### RECORD SET
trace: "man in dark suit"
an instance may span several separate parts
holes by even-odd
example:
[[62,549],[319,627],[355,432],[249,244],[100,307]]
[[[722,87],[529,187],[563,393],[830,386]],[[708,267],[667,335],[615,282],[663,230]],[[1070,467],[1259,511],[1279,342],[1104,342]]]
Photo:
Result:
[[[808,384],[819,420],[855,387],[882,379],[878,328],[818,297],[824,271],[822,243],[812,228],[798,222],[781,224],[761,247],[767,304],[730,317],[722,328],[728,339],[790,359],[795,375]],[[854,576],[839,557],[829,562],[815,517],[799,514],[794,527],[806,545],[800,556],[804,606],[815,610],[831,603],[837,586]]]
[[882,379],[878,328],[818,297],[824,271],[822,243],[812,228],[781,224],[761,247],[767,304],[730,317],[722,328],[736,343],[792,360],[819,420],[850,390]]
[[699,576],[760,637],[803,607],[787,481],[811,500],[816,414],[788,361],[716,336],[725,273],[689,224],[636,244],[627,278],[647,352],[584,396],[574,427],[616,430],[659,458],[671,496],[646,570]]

### WORK REQUIRED
Edit the lines above so that "dark suit" becomes "gray jacket", and leave everything else as it stands.

### OUTPUT BELOW
trace: "man in gray jacket"
an instance may span several separate parts
holes by even-odd
example:
[[62,549],[319,627],[355,432],[249,244],[100,307]]
[[[722,87],[529,187],[563,393],[830,386]],[[708,267],[667,335],[615,282],[663,230]],[[1070,467],[1259,511],[1279,342],[1104,342]]]
Photo:
Result:
[[[808,384],[819,420],[855,387],[882,379],[878,328],[818,297],[824,271],[822,243],[812,228],[798,222],[781,224],[761,247],[767,304],[730,317],[722,328],[728,339],[790,359],[795,375]],[[854,576],[839,557],[829,562],[815,517],[799,514],[794,527],[806,545],[800,556],[804,606],[815,610],[831,603],[837,586]]]
[[882,379],[878,328],[818,297],[824,271],[822,243],[812,228],[781,224],[761,247],[767,304],[730,317],[722,328],[736,343],[792,360],[819,420],[850,390]]
[[699,576],[760,637],[803,607],[787,481],[811,500],[816,414],[788,361],[716,336],[725,273],[689,224],[636,244],[627,278],[647,352],[584,396],[574,427],[616,430],[659,458],[671,496],[646,570]]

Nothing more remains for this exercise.